Depuis la mi-août, la situation de l'industrie aérienne au Canada a été vivement débattue. Au cours de cette période, la discussion a été en grande partie façonnée par l'opinion de la société Onex, exprimée par son chef de direction, M. Gerald Schwartz, par le biais d'une campagne coûteuse et sophistiquée de relations publiques et gouvernementales. Tout l'argument d'Onex est fondé sur l'existence d'une crise dans le secteur aérien. Il était présumé que la seule solution serait l'inévitable émergence d'un transporteur aérien dominant ou monopolistique.

Les pilotes d'Air Canada ne voient pas la situation actuelle et future de l'industrie à travers un prisme aussi sombre et pessimiste. L'industrie aérienne au Canada n'est pas en crise. D'ailleurs, nous ne partageons pas l'opinion selon laquelle un seul transporteur aérien dominant doit nécessairement émerger de la situation actuelle.

L'industrie dans son ensemble n'est pas en péril. Il y a environ huit grands transporteurs au Canada, plus quatre réseaux régionaux bien établis. Parmi ceux-ci, une seule compagnie est en crise, les Lignes aériennes Canadien International. Les problèmes de cette société ne sont pas nouveaux. Depuis 10 ans, des difficultés fondamentales ont à maintes reprises atteint un point de non-retour -- situation causée à l'origine par des fusions ambitieuses et une expansion financée par un gonflement insoutenable de la dette.

# Consigne
D'après l'extrait sur l'industrie aérienne au Canada, quelle compagnie est la seule en crise ?

# Informations extraites

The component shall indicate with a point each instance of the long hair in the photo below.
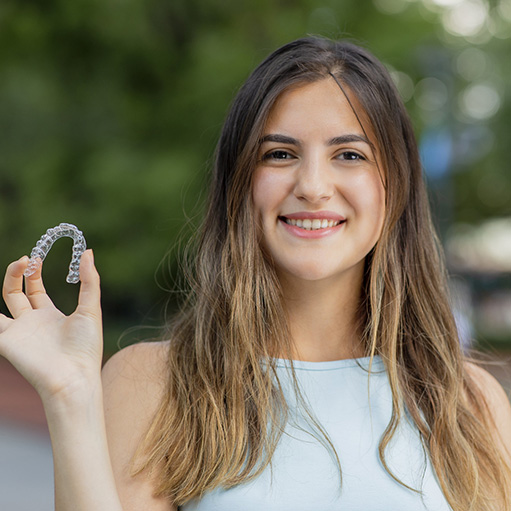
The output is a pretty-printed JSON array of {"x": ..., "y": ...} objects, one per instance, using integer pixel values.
[{"x": 224, "y": 411}]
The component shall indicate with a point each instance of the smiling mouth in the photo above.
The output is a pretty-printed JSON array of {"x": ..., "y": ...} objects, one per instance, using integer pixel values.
[{"x": 311, "y": 224}]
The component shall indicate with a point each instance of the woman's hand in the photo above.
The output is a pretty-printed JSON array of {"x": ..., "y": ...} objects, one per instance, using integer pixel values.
[{"x": 59, "y": 355}]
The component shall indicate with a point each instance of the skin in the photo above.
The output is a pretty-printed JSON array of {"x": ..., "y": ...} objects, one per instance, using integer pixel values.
[
  {"x": 315, "y": 157},
  {"x": 96, "y": 421}
]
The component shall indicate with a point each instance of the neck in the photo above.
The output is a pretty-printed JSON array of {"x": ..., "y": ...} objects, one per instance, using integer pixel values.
[{"x": 323, "y": 318}]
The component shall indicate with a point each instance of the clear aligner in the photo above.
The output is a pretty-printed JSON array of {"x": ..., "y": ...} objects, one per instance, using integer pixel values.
[{"x": 43, "y": 246}]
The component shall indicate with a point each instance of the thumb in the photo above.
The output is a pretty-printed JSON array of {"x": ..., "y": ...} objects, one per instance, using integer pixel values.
[{"x": 90, "y": 293}]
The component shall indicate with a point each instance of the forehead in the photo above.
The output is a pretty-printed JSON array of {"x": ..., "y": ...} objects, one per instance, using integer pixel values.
[{"x": 320, "y": 106}]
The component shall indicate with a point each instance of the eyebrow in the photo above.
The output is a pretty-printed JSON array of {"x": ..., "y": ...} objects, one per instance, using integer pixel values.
[{"x": 342, "y": 139}]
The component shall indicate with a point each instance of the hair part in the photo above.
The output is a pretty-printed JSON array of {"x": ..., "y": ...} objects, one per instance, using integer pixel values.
[{"x": 224, "y": 410}]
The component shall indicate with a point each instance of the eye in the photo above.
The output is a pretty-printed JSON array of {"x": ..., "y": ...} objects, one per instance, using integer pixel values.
[
  {"x": 278, "y": 154},
  {"x": 351, "y": 156}
]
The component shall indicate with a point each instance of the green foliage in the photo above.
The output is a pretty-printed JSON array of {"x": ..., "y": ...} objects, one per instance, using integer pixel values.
[{"x": 110, "y": 109}]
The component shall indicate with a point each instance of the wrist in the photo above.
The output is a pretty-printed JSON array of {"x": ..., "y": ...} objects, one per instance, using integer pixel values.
[{"x": 72, "y": 396}]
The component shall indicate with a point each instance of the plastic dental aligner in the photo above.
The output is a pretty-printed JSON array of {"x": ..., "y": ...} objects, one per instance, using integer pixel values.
[{"x": 43, "y": 246}]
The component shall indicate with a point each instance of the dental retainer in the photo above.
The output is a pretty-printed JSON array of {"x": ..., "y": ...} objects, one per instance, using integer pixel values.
[{"x": 43, "y": 246}]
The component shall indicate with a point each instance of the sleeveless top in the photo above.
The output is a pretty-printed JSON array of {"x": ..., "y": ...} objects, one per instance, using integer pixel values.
[{"x": 354, "y": 407}]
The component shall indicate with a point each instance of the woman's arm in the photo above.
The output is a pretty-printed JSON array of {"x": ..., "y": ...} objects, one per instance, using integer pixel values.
[{"x": 61, "y": 357}]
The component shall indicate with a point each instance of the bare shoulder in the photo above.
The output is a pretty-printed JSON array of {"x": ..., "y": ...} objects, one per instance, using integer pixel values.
[
  {"x": 496, "y": 399},
  {"x": 141, "y": 364},
  {"x": 134, "y": 382}
]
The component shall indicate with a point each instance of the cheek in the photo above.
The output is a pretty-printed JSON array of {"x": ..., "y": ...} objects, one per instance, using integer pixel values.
[
  {"x": 269, "y": 189},
  {"x": 370, "y": 199}
]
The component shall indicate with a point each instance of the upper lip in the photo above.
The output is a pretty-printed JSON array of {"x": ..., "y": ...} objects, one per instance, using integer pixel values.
[{"x": 302, "y": 215}]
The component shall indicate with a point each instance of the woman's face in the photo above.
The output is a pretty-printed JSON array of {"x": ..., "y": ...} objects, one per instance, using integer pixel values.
[{"x": 317, "y": 192}]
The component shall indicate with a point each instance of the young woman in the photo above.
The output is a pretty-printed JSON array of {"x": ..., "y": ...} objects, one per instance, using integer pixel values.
[{"x": 316, "y": 363}]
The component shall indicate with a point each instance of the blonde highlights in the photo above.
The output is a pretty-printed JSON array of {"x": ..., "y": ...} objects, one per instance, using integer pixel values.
[{"x": 224, "y": 410}]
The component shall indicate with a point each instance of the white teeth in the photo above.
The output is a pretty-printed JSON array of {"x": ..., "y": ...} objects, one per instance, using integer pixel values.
[{"x": 312, "y": 224}]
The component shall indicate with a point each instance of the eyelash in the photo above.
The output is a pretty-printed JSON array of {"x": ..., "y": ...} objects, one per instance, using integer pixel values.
[{"x": 272, "y": 155}]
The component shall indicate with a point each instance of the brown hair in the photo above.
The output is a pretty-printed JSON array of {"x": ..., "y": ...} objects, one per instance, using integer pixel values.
[{"x": 224, "y": 411}]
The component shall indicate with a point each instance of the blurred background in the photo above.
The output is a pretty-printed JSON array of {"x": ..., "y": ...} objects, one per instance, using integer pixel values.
[{"x": 110, "y": 111}]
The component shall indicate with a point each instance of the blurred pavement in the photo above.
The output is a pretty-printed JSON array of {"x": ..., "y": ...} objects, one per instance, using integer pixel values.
[{"x": 26, "y": 466}]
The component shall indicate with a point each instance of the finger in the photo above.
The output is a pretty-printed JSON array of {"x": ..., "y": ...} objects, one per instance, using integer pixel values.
[
  {"x": 90, "y": 294},
  {"x": 13, "y": 294},
  {"x": 35, "y": 291},
  {"x": 4, "y": 323}
]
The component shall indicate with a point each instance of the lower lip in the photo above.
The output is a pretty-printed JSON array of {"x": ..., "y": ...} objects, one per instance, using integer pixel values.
[{"x": 312, "y": 234}]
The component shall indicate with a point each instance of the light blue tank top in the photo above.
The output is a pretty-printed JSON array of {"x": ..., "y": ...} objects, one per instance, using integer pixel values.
[{"x": 303, "y": 475}]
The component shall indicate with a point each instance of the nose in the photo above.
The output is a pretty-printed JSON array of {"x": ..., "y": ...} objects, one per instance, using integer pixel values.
[{"x": 313, "y": 180}]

# Réponse
Les Lignes aériennes Canadien International.